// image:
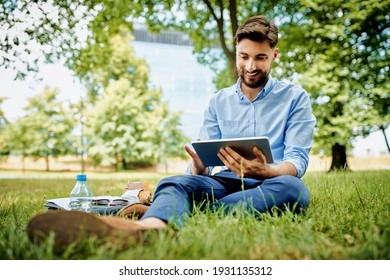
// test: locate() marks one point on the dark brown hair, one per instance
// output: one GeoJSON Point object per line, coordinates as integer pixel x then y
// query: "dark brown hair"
{"type": "Point", "coordinates": [258, 28]}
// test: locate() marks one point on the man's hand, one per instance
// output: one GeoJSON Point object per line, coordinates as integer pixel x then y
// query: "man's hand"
{"type": "Point", "coordinates": [197, 166]}
{"type": "Point", "coordinates": [255, 168]}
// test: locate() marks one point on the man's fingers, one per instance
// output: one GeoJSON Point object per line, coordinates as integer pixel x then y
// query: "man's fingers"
{"type": "Point", "coordinates": [259, 154]}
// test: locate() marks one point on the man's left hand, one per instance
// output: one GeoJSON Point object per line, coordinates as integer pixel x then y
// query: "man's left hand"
{"type": "Point", "coordinates": [254, 168]}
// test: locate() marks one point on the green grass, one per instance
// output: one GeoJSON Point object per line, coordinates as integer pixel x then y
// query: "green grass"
{"type": "Point", "coordinates": [348, 218]}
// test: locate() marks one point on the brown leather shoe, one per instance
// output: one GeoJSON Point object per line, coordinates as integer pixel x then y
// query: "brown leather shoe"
{"type": "Point", "coordinates": [134, 211]}
{"type": "Point", "coordinates": [145, 196]}
{"type": "Point", "coordinates": [74, 226]}
{"type": "Point", "coordinates": [144, 185]}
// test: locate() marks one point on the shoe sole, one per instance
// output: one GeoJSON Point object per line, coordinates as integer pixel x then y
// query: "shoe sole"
{"type": "Point", "coordinates": [72, 226]}
{"type": "Point", "coordinates": [133, 211]}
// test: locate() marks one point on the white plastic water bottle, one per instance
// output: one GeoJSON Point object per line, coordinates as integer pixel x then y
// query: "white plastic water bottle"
{"type": "Point", "coordinates": [81, 195]}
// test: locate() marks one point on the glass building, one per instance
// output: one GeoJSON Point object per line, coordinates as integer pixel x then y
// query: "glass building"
{"type": "Point", "coordinates": [186, 84]}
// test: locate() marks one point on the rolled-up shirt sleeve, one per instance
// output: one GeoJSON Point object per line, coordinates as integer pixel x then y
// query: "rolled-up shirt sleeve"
{"type": "Point", "coordinates": [299, 134]}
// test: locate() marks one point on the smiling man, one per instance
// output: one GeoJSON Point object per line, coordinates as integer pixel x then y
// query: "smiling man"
{"type": "Point", "coordinates": [257, 105]}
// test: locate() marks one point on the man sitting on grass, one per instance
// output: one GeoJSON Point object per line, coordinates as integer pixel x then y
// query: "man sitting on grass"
{"type": "Point", "coordinates": [257, 105]}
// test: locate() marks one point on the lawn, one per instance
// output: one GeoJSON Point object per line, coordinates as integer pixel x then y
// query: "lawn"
{"type": "Point", "coordinates": [348, 218]}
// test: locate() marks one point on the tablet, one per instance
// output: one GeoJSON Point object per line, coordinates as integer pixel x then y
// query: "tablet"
{"type": "Point", "coordinates": [208, 149]}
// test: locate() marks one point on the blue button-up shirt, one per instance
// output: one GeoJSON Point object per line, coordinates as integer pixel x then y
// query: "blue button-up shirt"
{"type": "Point", "coordinates": [281, 111]}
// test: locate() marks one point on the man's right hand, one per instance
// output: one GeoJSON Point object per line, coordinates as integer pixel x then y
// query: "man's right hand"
{"type": "Point", "coordinates": [197, 166]}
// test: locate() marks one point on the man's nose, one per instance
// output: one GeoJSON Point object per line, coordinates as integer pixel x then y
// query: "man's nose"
{"type": "Point", "coordinates": [250, 65]}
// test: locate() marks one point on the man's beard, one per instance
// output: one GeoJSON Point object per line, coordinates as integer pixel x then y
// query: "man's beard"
{"type": "Point", "coordinates": [255, 83]}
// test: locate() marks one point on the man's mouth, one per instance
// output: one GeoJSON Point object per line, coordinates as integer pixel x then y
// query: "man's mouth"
{"type": "Point", "coordinates": [252, 74]}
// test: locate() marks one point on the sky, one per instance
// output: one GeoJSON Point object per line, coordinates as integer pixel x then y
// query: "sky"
{"type": "Point", "coordinates": [55, 75]}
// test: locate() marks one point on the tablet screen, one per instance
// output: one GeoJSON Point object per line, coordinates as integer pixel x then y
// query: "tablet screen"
{"type": "Point", "coordinates": [208, 149]}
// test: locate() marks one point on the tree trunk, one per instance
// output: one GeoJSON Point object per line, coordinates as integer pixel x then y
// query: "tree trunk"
{"type": "Point", "coordinates": [384, 135]}
{"type": "Point", "coordinates": [339, 157]}
{"type": "Point", "coordinates": [47, 163]}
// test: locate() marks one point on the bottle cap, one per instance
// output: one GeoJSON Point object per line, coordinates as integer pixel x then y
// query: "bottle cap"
{"type": "Point", "coordinates": [81, 177]}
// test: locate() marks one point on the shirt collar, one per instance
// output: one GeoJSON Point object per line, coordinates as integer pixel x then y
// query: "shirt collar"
{"type": "Point", "coordinates": [263, 93]}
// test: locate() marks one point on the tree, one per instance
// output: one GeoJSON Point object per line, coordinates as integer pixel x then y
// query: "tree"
{"type": "Point", "coordinates": [4, 151]}
{"type": "Point", "coordinates": [127, 123]}
{"type": "Point", "coordinates": [343, 55]}
{"type": "Point", "coordinates": [45, 131]}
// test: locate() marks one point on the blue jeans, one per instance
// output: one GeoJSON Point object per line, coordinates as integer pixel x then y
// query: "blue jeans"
{"type": "Point", "coordinates": [175, 196]}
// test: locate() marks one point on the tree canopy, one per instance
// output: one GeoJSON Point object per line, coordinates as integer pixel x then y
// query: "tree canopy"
{"type": "Point", "coordinates": [338, 49]}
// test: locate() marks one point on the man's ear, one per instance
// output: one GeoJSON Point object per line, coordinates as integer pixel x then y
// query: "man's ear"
{"type": "Point", "coordinates": [276, 51]}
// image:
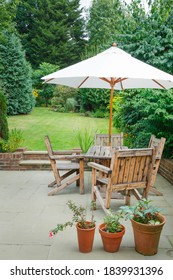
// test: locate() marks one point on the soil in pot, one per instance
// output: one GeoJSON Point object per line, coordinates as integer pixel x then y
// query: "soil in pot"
{"type": "Point", "coordinates": [85, 239]}
{"type": "Point", "coordinates": [147, 236]}
{"type": "Point", "coordinates": [111, 241]}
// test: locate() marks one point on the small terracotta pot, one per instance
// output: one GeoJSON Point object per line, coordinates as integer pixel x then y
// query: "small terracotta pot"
{"type": "Point", "coordinates": [85, 238]}
{"type": "Point", "coordinates": [147, 236]}
{"type": "Point", "coordinates": [111, 241]}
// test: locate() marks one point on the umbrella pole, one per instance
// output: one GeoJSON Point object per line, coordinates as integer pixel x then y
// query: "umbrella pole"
{"type": "Point", "coordinates": [110, 115]}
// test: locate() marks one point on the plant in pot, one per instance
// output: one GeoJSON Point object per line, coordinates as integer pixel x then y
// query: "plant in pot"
{"type": "Point", "coordinates": [112, 231]}
{"type": "Point", "coordinates": [147, 223]}
{"type": "Point", "coordinates": [85, 228]}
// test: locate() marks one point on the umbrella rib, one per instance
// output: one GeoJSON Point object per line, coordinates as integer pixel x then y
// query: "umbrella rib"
{"type": "Point", "coordinates": [158, 83]}
{"type": "Point", "coordinates": [83, 81]}
{"type": "Point", "coordinates": [48, 80]}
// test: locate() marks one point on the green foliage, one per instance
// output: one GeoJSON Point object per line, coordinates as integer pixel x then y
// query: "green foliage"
{"type": "Point", "coordinates": [143, 212]}
{"type": "Point", "coordinates": [85, 139]}
{"type": "Point", "coordinates": [104, 23]}
{"type": "Point", "coordinates": [79, 216]}
{"type": "Point", "coordinates": [61, 94]}
{"type": "Point", "coordinates": [7, 14]}
{"type": "Point", "coordinates": [14, 141]}
{"type": "Point", "coordinates": [3, 118]}
{"type": "Point", "coordinates": [71, 104]}
{"type": "Point", "coordinates": [140, 113]}
{"type": "Point", "coordinates": [112, 222]}
{"type": "Point", "coordinates": [51, 31]}
{"type": "Point", "coordinates": [45, 91]}
{"type": "Point", "coordinates": [94, 99]}
{"type": "Point", "coordinates": [148, 36]}
{"type": "Point", "coordinates": [15, 73]}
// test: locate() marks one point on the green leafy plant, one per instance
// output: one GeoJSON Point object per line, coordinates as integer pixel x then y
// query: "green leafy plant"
{"type": "Point", "coordinates": [14, 141]}
{"type": "Point", "coordinates": [112, 222]}
{"type": "Point", "coordinates": [143, 212]}
{"type": "Point", "coordinates": [85, 139]}
{"type": "Point", "coordinates": [79, 216]}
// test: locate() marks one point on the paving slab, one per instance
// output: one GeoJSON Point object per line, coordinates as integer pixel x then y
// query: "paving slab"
{"type": "Point", "coordinates": [27, 214]}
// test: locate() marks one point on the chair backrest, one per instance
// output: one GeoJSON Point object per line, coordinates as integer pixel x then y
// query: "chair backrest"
{"type": "Point", "coordinates": [48, 145]}
{"type": "Point", "coordinates": [103, 140]}
{"type": "Point", "coordinates": [132, 168]}
{"type": "Point", "coordinates": [159, 145]}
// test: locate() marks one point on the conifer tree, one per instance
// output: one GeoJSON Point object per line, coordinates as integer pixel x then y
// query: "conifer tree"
{"type": "Point", "coordinates": [3, 117]}
{"type": "Point", "coordinates": [15, 74]}
{"type": "Point", "coordinates": [51, 31]}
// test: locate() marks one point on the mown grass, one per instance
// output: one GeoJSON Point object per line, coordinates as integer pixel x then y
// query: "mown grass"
{"type": "Point", "coordinates": [62, 128]}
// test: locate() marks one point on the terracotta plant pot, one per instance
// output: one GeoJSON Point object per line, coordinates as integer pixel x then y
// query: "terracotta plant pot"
{"type": "Point", "coordinates": [111, 241]}
{"type": "Point", "coordinates": [147, 236]}
{"type": "Point", "coordinates": [85, 239]}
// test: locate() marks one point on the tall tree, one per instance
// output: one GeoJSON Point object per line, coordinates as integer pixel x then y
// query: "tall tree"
{"type": "Point", "coordinates": [7, 14]}
{"type": "Point", "coordinates": [51, 31]}
{"type": "Point", "coordinates": [15, 74]}
{"type": "Point", "coordinates": [148, 35]}
{"type": "Point", "coordinates": [105, 22]}
{"type": "Point", "coordinates": [3, 117]}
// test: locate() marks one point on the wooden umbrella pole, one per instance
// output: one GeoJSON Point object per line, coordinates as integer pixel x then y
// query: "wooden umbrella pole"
{"type": "Point", "coordinates": [110, 115]}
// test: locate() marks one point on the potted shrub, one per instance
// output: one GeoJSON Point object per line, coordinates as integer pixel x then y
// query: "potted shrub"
{"type": "Point", "coordinates": [112, 232]}
{"type": "Point", "coordinates": [85, 228]}
{"type": "Point", "coordinates": [147, 223]}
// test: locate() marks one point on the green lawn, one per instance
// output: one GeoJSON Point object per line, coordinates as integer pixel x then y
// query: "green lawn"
{"type": "Point", "coordinates": [62, 128]}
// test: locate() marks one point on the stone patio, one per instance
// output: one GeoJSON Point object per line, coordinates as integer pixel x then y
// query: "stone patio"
{"type": "Point", "coordinates": [27, 214]}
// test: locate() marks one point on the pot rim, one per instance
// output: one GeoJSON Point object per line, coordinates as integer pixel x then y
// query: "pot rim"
{"type": "Point", "coordinates": [162, 221]}
{"type": "Point", "coordinates": [86, 229]}
{"type": "Point", "coordinates": [102, 226]}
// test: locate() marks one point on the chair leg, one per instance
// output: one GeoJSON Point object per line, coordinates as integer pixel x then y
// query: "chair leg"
{"type": "Point", "coordinates": [81, 175]}
{"type": "Point", "coordinates": [63, 185]}
{"type": "Point", "coordinates": [52, 184]}
{"type": "Point", "coordinates": [127, 197]}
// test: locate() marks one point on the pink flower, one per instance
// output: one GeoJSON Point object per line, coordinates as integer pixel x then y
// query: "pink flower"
{"type": "Point", "coordinates": [50, 234]}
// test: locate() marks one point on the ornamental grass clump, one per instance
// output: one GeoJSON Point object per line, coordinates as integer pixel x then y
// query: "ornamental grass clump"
{"type": "Point", "coordinates": [143, 212]}
{"type": "Point", "coordinates": [79, 217]}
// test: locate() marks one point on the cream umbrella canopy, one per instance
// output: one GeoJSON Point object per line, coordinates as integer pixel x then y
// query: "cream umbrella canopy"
{"type": "Point", "coordinates": [112, 69]}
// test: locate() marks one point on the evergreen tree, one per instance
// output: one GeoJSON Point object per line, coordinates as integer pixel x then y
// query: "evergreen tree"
{"type": "Point", "coordinates": [148, 35]}
{"type": "Point", "coordinates": [3, 117]}
{"type": "Point", "coordinates": [51, 31]}
{"type": "Point", "coordinates": [15, 73]}
{"type": "Point", "coordinates": [105, 22]}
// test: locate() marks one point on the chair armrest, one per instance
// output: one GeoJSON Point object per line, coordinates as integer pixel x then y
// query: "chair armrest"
{"type": "Point", "coordinates": [66, 157]}
{"type": "Point", "coordinates": [100, 167]}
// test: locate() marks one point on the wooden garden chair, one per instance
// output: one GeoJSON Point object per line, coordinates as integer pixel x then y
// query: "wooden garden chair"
{"type": "Point", "coordinates": [69, 161]}
{"type": "Point", "coordinates": [103, 140]}
{"type": "Point", "coordinates": [130, 171]}
{"type": "Point", "coordinates": [159, 144]}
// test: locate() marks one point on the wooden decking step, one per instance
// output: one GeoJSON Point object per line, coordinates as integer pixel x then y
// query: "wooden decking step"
{"type": "Point", "coordinates": [35, 162]}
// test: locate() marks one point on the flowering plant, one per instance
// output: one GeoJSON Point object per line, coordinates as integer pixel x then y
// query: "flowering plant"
{"type": "Point", "coordinates": [79, 216]}
{"type": "Point", "coordinates": [143, 212]}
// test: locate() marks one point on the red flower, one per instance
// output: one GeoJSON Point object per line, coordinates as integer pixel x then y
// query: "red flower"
{"type": "Point", "coordinates": [50, 234]}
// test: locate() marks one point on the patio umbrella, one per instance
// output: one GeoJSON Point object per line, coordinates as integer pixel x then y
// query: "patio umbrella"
{"type": "Point", "coordinates": [112, 69]}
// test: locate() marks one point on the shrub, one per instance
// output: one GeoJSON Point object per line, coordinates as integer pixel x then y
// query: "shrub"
{"type": "Point", "coordinates": [14, 141]}
{"type": "Point", "coordinates": [71, 104]}
{"type": "Point", "coordinates": [85, 139]}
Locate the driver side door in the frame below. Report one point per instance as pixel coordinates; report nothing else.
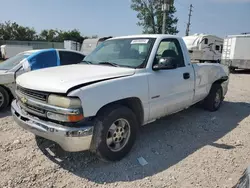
(170, 90)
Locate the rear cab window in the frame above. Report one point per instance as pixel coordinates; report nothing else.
(170, 48)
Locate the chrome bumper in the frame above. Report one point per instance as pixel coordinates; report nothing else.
(69, 138)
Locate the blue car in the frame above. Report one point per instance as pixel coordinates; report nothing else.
(29, 61)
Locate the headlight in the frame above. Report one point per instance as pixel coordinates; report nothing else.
(64, 102)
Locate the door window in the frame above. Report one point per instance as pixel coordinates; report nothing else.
(217, 47)
(170, 48)
(68, 58)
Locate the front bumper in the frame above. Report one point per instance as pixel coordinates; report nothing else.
(69, 138)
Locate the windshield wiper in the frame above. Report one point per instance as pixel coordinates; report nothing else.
(109, 63)
(87, 62)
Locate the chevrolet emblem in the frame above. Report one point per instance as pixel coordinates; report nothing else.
(24, 100)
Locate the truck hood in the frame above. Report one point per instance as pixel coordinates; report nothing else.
(61, 79)
(6, 77)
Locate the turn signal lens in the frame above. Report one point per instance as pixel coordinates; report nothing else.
(65, 118)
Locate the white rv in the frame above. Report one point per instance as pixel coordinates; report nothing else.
(203, 47)
(236, 52)
(8, 50)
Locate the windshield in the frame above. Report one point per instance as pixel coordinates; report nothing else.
(12, 62)
(131, 52)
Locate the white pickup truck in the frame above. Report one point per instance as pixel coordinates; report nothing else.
(124, 83)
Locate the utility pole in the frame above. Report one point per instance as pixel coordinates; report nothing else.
(165, 9)
(189, 20)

TASK PROMPT -> Please, from the material above, copy only the lines from the line with "shirt, one per instance" up to and including the line with "mouth, one per instance", exactly as written.

RESPONSE FOR THIS EXERCISE ->
// test: locate() marks one point on the blue button-up shirt, one per instance
// output: one GeoJSON Point object per line, coordinates as integer pixel x then y
// query: "blue button-up shirt"
{"type": "Point", "coordinates": [281, 111]}
// test: locate() marks one point on the man's right hand, one per instance
// output: one GeoJSON Point object per line, coordinates as integer pixel x then y
// query: "man's right hand"
{"type": "Point", "coordinates": [197, 166]}
// test: locate() marks one point on the man's nose, one per instance
// output: one GeoJSON Point object per line, coordinates as integer pixel x then y
// query: "man's nose"
{"type": "Point", "coordinates": [250, 65]}
// test: locate() marks one point on the man's beard, one per instance
// output: one GeoJSON Point object per line, coordinates as integer pixel x then y
// query: "man's beard"
{"type": "Point", "coordinates": [255, 83]}
// test: locate() marks one point on the man's mouth, one per instance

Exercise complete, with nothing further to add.